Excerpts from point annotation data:
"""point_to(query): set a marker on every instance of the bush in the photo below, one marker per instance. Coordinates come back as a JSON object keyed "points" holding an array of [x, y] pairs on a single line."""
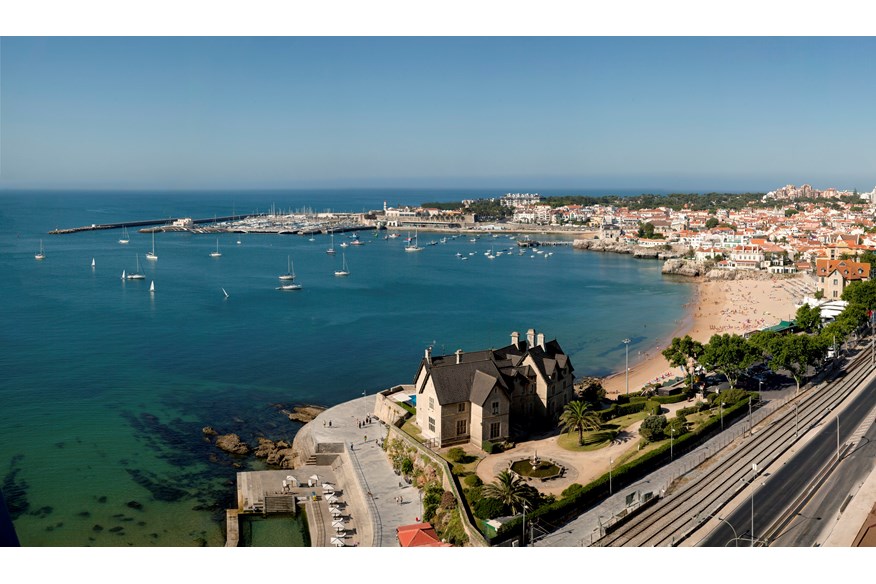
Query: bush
{"points": [[652, 428], [488, 508], [491, 447], [571, 490], [455, 454], [473, 481]]}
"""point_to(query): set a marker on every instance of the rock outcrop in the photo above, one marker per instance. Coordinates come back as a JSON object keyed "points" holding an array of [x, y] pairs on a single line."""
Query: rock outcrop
{"points": [[304, 414], [639, 251], [231, 443], [277, 453], [682, 267]]}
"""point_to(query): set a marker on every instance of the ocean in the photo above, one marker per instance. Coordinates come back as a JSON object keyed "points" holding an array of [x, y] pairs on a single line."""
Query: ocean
{"points": [[105, 388]]}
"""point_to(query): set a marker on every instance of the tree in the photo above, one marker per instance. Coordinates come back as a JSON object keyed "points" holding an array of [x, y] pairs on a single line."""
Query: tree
{"points": [[863, 293], [652, 428], [509, 489], [730, 355], [796, 353], [577, 415], [808, 318], [683, 352]]}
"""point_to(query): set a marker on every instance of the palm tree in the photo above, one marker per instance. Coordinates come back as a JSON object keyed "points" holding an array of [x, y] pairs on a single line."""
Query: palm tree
{"points": [[510, 489], [577, 415]]}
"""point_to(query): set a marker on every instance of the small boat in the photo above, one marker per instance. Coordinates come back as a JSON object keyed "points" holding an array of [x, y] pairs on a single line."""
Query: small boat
{"points": [[136, 275], [290, 273], [150, 255], [412, 246], [331, 249], [344, 271], [289, 287]]}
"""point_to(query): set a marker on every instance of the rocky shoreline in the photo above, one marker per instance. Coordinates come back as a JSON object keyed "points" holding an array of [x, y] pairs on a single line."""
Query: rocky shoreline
{"points": [[279, 453]]}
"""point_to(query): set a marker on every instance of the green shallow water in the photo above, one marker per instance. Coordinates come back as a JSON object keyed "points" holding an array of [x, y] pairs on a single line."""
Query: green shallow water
{"points": [[105, 388]]}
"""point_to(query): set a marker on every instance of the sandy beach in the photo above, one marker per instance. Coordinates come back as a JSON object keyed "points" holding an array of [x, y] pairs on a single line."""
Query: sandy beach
{"points": [[719, 306]]}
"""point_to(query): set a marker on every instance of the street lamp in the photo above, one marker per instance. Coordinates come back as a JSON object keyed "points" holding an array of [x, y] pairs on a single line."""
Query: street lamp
{"points": [[610, 464]]}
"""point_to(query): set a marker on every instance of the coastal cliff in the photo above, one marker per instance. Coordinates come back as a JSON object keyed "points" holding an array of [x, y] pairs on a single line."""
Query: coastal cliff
{"points": [[639, 251]]}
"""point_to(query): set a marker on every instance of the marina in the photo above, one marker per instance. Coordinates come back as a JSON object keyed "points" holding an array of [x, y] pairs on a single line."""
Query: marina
{"points": [[150, 370]]}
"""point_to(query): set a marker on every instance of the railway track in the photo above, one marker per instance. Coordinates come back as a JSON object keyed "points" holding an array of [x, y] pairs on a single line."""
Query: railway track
{"points": [[702, 492]]}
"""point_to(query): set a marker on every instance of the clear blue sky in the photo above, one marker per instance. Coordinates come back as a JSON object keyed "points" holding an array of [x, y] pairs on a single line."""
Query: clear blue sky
{"points": [[663, 113]]}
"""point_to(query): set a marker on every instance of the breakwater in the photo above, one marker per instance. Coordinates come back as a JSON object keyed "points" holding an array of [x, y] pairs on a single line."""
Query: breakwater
{"points": [[146, 223]]}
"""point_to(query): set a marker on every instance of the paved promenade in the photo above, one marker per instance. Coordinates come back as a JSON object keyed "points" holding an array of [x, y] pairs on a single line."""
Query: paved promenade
{"points": [[373, 467]]}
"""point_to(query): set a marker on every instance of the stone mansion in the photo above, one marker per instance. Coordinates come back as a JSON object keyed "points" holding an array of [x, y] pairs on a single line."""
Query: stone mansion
{"points": [[493, 394]]}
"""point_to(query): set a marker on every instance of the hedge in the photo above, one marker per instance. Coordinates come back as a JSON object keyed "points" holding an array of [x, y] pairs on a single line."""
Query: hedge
{"points": [[576, 503]]}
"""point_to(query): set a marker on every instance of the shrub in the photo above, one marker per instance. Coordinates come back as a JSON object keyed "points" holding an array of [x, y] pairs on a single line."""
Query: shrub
{"points": [[652, 428], [488, 508], [473, 481], [571, 490], [455, 454]]}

PROBLEM DESCRIPTION:
Copy out all of the entries above word for word, leaving the pictures out of your answer.

TASK RESULT:
"""point_to(query): set a marker on every instance of the bush in the photo below, one marker per instance. Coordinates come back as a JSON object keyed "points" holding an array of [x, y] pairs on a single line."""
Query: bush
{"points": [[652, 428], [488, 508], [491, 447], [571, 490], [455, 454], [473, 481]]}
"""point_to(query): set a marker on every instance of the rock outcrop in the photo above, one marker per instance. Coordinates come back as a JSON object keyed "points" holding an array of [x, y] pairs on a single line."""
Query: rock outcrop
{"points": [[304, 414], [639, 251], [231, 443], [277, 453], [682, 267]]}
"""point_to(query): set a marker on every instance of the ocean in the photo above, one marker per instance. Coordinates come back as a JSON object keyed "points" holding an array of [x, y] pairs on a single line."""
Query: ocean
{"points": [[105, 388]]}
"""point_to(query): set a marker on every instance of the tree in the photo above, one marker per instance. Coordinates come back as a JSON object keyed "points" holding an array of [x, y] pairs on a single line."""
Query: tree
{"points": [[863, 293], [652, 428], [509, 489], [730, 355], [796, 353], [577, 415], [808, 318], [683, 352]]}
"""point_to(query): set a marker on every instance of the palm tree in the photo above, one marker per instance. Coordinates come back as a JSON object keyed "points" holding an array of [x, y] pairs on a single line."""
Query: palm tree
{"points": [[510, 489], [577, 415]]}
"""point_to(query): set a marker on every instance of the small boat in the photo above, one marker per instance. Coordinates come back as a JSON object keyed "points" holding an array of [x, y] pairs on a single line."""
Query: small boat
{"points": [[136, 275], [290, 273], [150, 255], [412, 246], [331, 249], [344, 271], [289, 287]]}
"""point_to(query): set a marker on every instance of the rocky shoreline in the photo above, one marker per instance. Coordinates come back as a JSON object keyed "points" holding an array of [x, y] pairs on a single line."""
Query: rocky shoreline
{"points": [[279, 453]]}
"""point_to(query): set a marker on every instance of the green shallow water in the photo above, one marker per instance. Coordinates come back as a JSON object keyed "points" holding an array of [x, y] pairs on a single line."""
Query: green shallow water
{"points": [[105, 388]]}
"""point_to(query): set a marker on every instance of the sandy beach in the photo above, one marker per instance. Coordinates come back as a JSON object keyed "points" holding an array of [x, y] pairs on a single line."""
Query: sandy beach
{"points": [[719, 306]]}
"""point_to(query): set a marker on every instance of the street lamp in the photo above, one marker per instance. Coordinates come back as a JSON object keyed "points" holding an array of [x, y] pairs on a single line."""
Query: street lamp
{"points": [[610, 464]]}
"""point_to(query): set a marker on every instance of the coastal cliff in the photo above, one marker per instance. Coordinates come back as a JSON object keyed "points" holding an array of [x, y] pairs on a single line."""
Query: coastal cliff
{"points": [[639, 251]]}
"""point_to(query): set a marker on every instance of the marina in the photo above, one marker per instance. Coordinates come back as a JSON object keyed "points" holding an array of [x, y] pairs on a single line."""
Query: marina
{"points": [[150, 370]]}
"""point_to(query): set a marker on every instance of the railway track in the photo above, one marker per instance. Coordinates come back as a JSON object keyed "points" holding an array of [x, y] pairs on a single line."""
Query: railway track
{"points": [[702, 492]]}
"""point_to(query): set a marker on every instance of the clear blue sky in the photo above, one marker per instance. Coordinates come back as a JSON object keyed "points" holding an array of [x, y] pairs on a single line."""
Query: clear blue sky
{"points": [[663, 113]]}
"""point_to(query): set a marker on every instance of the breakwater in the photo above, one marker per instance. Coordinates come back as a JSON object keyed "points" holding an array of [x, y] pairs on a single line."""
Query: breakwater
{"points": [[146, 223]]}
"""point_to(query): set a marker on every instance of the paved promenade in the photo above, one marker per instance. Coordinates come back as a JSON object keyed "points" holding an array of [x, y] pairs on a single line."""
Query: paved promenade
{"points": [[373, 467]]}
"""point_to(query): set a marker on every instance of the stone mansion in the photo above, one marker per instance. Coordinates come back as a JSON object keyed "points" holding an array of [x, y] pairs on a single line."""
Query: stone mansion
{"points": [[493, 394]]}
"""point_to(query): set a marker on every instance of the hedge in the photo above, one marker per instance. Coordinates come back as a JSON object keyed "points" holding an array of [x, y] pairs on a single line."""
Query: hedge
{"points": [[576, 503]]}
"""point_to(query): set a marker on every instance of the shrub in the photo above, one marker per instance. Coordinates come back as a JSON object keyed "points" holding an array of [x, y] pairs on a single line."""
Query: shrub
{"points": [[652, 428], [488, 508], [473, 481], [571, 490], [455, 454]]}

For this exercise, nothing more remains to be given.